▶ _RECORDS SUPPLIED_

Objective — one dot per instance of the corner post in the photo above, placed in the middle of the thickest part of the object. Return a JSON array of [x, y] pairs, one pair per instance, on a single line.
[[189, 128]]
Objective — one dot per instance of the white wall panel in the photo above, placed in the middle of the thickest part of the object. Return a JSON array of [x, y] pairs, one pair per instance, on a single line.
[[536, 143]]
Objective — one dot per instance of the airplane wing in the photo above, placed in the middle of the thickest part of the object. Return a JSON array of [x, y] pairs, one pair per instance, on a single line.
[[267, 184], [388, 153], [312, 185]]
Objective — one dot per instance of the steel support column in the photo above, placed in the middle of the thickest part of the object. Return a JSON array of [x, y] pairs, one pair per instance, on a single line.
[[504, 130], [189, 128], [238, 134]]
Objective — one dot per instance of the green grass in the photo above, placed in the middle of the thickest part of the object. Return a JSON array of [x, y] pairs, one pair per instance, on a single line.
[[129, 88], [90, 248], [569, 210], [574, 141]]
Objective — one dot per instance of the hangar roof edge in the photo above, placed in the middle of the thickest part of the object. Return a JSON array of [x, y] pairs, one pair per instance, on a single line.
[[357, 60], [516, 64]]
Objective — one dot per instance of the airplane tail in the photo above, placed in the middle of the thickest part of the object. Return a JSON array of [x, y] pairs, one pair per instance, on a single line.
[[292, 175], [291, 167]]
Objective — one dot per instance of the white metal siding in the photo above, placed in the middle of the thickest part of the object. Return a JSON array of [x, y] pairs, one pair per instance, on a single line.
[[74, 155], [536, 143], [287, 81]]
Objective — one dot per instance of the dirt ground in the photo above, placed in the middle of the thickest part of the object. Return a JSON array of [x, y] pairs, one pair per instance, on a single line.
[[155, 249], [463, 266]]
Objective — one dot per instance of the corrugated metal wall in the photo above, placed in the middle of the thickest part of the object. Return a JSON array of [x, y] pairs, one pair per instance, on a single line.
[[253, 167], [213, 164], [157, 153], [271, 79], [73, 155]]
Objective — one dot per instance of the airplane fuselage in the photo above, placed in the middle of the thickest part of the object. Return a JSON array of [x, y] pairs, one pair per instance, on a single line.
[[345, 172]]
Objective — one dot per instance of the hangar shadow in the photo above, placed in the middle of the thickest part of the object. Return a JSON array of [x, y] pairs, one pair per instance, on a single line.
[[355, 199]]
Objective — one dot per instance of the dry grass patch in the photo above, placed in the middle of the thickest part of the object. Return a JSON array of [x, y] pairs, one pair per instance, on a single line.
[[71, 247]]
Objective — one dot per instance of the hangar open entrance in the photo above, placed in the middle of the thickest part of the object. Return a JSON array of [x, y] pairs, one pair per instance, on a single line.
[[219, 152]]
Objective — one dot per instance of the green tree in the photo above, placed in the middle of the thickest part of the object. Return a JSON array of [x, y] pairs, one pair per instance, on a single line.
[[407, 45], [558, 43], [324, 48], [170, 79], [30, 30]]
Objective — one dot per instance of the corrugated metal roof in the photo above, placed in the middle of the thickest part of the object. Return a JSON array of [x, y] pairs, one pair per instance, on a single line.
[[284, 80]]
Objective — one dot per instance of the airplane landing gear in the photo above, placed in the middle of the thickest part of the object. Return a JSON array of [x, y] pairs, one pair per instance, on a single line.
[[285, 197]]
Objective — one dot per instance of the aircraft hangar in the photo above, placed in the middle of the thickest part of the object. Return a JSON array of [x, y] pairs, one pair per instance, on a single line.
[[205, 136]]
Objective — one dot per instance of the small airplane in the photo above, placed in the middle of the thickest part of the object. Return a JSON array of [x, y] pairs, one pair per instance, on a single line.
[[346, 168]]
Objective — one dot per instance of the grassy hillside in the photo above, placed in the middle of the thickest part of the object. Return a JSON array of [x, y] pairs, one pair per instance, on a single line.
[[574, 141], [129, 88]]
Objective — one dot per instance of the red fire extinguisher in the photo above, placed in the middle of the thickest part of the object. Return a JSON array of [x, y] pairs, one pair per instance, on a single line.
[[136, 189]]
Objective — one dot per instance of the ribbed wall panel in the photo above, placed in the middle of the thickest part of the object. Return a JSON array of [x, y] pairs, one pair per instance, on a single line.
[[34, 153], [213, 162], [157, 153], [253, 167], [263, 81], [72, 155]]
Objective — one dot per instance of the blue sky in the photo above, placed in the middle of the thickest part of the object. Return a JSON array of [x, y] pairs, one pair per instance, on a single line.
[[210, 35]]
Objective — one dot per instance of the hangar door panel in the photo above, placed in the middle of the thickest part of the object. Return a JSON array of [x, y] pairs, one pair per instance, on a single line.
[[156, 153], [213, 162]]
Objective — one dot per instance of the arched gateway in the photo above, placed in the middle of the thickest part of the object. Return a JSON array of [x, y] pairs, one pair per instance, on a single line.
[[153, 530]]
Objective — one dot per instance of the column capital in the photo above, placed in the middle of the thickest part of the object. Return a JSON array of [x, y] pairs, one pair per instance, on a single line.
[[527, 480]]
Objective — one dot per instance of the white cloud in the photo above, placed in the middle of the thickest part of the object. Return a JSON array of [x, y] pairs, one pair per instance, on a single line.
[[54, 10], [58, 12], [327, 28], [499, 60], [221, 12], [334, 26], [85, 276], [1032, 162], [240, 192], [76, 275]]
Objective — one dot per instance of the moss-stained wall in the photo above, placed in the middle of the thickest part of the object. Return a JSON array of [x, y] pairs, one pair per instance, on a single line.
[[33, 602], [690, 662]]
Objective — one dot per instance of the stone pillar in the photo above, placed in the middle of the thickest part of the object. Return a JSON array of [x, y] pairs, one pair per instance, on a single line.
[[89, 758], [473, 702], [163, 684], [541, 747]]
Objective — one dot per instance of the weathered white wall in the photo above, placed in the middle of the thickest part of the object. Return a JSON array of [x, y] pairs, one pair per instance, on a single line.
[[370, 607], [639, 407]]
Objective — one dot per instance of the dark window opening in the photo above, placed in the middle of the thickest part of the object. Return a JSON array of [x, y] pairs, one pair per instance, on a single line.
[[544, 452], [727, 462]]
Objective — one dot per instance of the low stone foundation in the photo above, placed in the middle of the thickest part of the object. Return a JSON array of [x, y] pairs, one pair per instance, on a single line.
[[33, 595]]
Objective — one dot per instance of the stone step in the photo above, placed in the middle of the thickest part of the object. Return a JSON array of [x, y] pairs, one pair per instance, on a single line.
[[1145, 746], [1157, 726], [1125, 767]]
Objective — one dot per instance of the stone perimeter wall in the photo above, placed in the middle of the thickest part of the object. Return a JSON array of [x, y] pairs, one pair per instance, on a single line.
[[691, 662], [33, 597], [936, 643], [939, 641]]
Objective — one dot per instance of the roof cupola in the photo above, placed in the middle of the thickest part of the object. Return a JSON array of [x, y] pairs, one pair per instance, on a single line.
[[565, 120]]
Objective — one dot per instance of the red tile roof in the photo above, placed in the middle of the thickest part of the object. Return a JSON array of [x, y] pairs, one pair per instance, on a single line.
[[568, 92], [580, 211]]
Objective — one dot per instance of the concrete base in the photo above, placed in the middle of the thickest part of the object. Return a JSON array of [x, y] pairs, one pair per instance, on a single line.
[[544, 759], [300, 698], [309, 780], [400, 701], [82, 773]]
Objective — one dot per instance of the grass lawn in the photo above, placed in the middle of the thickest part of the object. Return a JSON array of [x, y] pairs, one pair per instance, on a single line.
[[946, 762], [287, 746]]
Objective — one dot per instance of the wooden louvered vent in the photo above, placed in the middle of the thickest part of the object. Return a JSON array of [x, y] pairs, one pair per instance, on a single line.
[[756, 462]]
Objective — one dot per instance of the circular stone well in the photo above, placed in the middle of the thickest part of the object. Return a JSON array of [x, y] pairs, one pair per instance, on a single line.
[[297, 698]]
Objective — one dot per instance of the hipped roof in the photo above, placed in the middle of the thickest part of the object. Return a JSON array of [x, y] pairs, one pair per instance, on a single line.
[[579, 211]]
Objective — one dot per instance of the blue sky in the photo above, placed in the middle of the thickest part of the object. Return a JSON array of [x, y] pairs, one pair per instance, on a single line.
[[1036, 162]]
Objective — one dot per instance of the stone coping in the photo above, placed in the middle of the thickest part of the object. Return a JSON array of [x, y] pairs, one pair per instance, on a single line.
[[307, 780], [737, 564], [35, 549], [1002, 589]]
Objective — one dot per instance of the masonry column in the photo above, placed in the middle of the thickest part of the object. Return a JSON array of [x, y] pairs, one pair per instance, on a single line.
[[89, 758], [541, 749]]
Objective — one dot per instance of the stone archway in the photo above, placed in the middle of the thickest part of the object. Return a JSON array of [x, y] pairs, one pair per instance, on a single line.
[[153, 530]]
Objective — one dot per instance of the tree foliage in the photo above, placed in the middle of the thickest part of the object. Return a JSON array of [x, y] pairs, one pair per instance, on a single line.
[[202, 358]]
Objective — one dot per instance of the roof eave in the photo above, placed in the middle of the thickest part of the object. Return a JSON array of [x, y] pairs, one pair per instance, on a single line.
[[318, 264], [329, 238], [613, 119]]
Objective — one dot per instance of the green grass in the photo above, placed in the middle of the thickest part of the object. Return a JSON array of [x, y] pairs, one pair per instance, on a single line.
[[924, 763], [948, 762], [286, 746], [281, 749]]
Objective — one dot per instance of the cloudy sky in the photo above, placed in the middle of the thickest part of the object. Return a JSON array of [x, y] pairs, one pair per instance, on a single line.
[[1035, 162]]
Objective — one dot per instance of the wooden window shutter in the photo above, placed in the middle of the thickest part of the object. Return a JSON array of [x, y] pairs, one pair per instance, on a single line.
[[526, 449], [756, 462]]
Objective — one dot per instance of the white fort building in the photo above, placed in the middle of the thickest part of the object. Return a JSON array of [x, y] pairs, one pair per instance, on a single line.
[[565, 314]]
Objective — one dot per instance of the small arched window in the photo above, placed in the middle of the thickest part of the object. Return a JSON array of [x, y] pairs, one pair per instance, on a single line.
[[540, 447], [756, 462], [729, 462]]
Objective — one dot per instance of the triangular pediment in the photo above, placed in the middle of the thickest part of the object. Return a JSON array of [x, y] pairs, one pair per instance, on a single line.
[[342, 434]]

▶ _WORK ITEM_
Each line from the one containing "Objective — one dot per instance of the cloudy" down to the last line of the material above is to be transcribed exactly, with nothing else included.

▶ _OUTPUT OF THE EXERCISE_
Objective — one dot per instance of the cloudy sky in the photo above, placed in the middle of the thickest part of the object. Return a JSON array of [x, y] pairs, one pair per instance, on a single line.
[[1035, 162]]
Objective — one dot per instance of the wooden window shutter in the photo above, placed in the middle of the thickest part of the object. Return a JSON array of [x, y] pairs, one pair per instance, on a single line.
[[526, 449], [756, 462]]
Objective — one dot per instance of the white fort building in the photo above, placed in the middle of the thickest part of the object. Return a JSON array of [x, y] pairs, one pair per instance, on a single line.
[[565, 314]]
Objective — one dot per instance of the small arched window in the photo above, placed in the middle of the thickest part of the object. Return a JSON array of [x, y] pairs, one pair per instance, on a single line.
[[540, 447], [756, 462], [729, 462]]
Objective — one dot per instance of the triangular pediment in the photo above, placed in the middle of the thickest part of the object. Return a JSON array of [x, y] pairs, one pair per instance, on a single line.
[[342, 434]]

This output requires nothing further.